It takes in a Word model and a Character model (remember that the model refer to the database ORM models). It then creates a Character structure with the information from the word_result and then adds information to the extra fields from the character result. Ok those are the only two methods besides the search_chinese method. Let’s have a look at it.

    def search_chinese(self, search_term: str) -> None:
        """
        This method implements the search functionality for Chinese strings.
        It is what external programs will interact with.
        """
        # replace the current search term
        self.search_term = search_term
        # clear words found from previous search (still in cache)
        self.words_found.clear()
        # segment the search term
        self.segment_words()

==================================================

### PARTS OF THE EXERCISE
A - List every comment that begins with # in the code of the search_chinese excerpt.
B - Write out the part of the search_chinese excerpt between "This method implements" and "self.words_found.clear()", inclusive.
C - Answer these questions from the search_chinese excerpt, one per line:
(i) Which two models does the method described at the start take in?
(ii) According to its docstring, what will interact with search_chinese?
(iii) Which attribute does search_chinese clear?

### INFORMATION PROVIDED
==================================================

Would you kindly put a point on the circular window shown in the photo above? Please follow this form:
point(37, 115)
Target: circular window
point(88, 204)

==================================================

### PROBLEM SOLUTIONS
A -
replace the current search term
clear words found from previous search (still in cache)
segment the search term

B -
This method implements the search functionality for Chinese strings.
        It is what external programs will interact with.
        """
        # replace the current search term
        self.search_term = search_term
        # clear words found from previous search (still in cache)
        self.words_found.clear()

C -
(i) A Word model and a Character model
(ii) External programs
(iii) self.words_found